--- START ---
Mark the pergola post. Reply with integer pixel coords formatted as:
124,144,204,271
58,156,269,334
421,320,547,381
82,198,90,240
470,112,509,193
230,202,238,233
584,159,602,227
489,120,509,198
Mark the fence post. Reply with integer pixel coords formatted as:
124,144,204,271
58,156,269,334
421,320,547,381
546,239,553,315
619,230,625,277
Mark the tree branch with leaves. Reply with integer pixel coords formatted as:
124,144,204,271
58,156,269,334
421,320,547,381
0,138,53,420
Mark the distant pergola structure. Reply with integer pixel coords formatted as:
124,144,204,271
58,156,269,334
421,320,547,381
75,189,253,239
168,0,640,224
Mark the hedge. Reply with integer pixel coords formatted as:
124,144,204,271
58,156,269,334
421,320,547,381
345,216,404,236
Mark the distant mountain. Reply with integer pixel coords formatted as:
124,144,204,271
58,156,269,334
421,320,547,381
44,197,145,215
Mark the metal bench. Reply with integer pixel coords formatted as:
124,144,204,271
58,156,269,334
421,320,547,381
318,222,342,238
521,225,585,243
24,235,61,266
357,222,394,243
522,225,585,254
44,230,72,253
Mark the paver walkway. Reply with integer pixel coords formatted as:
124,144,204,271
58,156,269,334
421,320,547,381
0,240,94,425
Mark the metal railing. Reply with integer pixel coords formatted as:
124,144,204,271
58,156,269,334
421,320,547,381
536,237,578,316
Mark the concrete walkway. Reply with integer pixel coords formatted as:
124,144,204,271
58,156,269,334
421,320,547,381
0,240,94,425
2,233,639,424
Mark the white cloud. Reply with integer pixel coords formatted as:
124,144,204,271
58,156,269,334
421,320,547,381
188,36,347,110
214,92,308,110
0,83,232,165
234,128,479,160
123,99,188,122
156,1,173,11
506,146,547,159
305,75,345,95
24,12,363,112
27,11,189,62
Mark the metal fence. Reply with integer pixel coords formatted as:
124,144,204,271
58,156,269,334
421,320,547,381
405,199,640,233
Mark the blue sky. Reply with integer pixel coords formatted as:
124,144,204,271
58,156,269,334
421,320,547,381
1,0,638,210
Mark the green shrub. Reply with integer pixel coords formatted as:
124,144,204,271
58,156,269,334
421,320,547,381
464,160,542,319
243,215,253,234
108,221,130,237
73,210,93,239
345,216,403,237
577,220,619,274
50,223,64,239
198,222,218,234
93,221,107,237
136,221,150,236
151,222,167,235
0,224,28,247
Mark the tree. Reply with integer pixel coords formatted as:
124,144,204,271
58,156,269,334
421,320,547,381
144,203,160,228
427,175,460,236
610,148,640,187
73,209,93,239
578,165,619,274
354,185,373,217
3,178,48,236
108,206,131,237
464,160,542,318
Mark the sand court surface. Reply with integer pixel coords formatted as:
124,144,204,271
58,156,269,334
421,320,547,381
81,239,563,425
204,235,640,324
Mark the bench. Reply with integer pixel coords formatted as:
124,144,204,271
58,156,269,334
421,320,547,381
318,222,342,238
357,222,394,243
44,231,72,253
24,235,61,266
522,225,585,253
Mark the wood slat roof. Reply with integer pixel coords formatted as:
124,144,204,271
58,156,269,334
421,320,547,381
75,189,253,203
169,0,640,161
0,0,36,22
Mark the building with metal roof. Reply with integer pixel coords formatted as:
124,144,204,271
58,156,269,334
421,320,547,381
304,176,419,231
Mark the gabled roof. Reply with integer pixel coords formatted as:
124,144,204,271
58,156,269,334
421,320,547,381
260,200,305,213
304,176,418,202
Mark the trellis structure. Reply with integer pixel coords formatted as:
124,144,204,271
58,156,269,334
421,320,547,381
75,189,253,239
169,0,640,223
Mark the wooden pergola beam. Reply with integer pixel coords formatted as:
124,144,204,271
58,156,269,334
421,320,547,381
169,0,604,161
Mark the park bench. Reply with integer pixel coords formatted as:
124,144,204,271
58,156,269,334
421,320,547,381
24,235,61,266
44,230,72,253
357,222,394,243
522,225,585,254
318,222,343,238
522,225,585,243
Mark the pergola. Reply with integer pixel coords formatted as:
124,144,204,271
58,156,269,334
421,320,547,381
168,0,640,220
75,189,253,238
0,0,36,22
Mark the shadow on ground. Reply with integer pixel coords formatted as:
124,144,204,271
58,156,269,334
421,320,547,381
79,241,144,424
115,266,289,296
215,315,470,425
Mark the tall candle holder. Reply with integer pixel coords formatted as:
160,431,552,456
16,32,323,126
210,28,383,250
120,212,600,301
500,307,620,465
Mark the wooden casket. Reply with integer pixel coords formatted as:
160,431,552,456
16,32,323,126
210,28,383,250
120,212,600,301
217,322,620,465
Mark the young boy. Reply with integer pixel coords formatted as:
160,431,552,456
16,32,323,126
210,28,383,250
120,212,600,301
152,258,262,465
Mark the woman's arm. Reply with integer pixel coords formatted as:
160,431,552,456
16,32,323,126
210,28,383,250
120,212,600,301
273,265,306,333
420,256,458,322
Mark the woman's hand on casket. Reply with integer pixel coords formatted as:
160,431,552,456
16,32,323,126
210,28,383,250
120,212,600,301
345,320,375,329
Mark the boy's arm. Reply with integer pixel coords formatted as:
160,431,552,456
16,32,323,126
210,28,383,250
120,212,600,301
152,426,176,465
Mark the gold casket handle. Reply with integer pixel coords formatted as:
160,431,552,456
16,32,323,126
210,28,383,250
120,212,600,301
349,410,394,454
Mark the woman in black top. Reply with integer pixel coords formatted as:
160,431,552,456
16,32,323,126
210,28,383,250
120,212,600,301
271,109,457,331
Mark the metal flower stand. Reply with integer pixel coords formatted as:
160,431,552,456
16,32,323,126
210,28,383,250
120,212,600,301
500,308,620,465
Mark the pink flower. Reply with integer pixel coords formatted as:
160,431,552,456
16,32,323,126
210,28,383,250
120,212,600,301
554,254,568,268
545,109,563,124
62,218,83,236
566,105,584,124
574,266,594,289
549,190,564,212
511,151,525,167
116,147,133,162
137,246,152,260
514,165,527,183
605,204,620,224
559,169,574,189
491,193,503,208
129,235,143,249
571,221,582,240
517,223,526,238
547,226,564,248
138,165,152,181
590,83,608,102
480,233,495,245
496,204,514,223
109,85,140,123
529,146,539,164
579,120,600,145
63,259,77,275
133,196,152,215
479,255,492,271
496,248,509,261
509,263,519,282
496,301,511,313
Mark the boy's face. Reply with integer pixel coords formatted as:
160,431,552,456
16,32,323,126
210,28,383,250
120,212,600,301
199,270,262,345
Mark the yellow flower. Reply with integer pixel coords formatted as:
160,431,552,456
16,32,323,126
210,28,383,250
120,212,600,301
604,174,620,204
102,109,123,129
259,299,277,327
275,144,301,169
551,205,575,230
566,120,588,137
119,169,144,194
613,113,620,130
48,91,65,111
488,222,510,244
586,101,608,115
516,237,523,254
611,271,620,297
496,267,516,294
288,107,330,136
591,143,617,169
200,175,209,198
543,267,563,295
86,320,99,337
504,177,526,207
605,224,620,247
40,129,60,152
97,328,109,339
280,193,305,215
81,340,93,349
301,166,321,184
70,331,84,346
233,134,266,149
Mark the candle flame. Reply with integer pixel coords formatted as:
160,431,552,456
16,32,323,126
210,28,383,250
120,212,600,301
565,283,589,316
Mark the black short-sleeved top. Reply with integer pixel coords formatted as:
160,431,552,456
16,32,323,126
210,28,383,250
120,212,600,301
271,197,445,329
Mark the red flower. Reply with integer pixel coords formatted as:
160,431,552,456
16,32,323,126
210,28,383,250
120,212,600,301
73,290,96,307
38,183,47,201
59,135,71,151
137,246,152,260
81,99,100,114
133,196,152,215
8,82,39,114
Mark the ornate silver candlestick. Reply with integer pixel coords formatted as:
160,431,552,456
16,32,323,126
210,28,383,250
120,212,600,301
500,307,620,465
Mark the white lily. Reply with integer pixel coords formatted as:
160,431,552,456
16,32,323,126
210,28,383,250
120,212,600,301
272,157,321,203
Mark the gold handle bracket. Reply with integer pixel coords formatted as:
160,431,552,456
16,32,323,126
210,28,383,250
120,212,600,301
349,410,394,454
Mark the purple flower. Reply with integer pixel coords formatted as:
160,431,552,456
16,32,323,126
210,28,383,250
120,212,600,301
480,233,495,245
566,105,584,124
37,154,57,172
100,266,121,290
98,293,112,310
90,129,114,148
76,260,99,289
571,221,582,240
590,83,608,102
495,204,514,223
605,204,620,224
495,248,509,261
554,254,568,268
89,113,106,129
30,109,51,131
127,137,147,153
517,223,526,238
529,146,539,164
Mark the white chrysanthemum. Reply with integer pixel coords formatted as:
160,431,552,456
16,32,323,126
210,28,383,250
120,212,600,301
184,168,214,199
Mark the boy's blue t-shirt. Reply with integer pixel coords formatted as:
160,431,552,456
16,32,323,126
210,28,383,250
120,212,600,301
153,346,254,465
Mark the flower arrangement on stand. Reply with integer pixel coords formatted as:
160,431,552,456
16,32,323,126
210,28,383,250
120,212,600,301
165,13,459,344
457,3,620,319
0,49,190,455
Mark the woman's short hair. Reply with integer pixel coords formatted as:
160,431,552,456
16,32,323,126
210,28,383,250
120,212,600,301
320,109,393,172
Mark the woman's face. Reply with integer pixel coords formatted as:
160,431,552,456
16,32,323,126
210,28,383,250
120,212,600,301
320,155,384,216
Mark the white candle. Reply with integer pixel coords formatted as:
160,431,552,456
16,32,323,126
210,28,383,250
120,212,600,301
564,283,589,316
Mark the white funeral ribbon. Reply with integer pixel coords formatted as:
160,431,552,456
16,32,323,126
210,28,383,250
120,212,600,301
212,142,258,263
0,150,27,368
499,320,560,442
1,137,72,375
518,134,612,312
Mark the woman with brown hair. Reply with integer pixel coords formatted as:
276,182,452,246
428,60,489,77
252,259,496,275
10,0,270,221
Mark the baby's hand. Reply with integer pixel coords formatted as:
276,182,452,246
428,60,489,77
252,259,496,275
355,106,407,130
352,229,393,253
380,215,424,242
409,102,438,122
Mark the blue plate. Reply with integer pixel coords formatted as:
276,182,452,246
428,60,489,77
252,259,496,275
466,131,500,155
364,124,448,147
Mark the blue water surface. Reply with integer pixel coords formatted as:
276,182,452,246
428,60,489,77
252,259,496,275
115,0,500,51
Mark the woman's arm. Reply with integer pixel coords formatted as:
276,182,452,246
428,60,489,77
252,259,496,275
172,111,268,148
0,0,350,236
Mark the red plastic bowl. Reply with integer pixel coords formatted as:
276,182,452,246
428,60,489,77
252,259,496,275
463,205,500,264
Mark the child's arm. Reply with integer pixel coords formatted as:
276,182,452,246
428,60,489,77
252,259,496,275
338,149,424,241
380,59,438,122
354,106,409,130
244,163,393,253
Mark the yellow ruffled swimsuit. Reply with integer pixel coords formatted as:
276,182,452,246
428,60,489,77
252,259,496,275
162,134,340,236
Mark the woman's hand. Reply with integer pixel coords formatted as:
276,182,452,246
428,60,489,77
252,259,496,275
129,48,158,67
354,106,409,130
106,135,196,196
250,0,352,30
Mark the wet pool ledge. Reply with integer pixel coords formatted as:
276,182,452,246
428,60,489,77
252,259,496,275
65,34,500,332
--- END ---
■ **Your instructions**: A single number is required: the count of lines in the data that contain the string "flower".

■ **Reply**: 6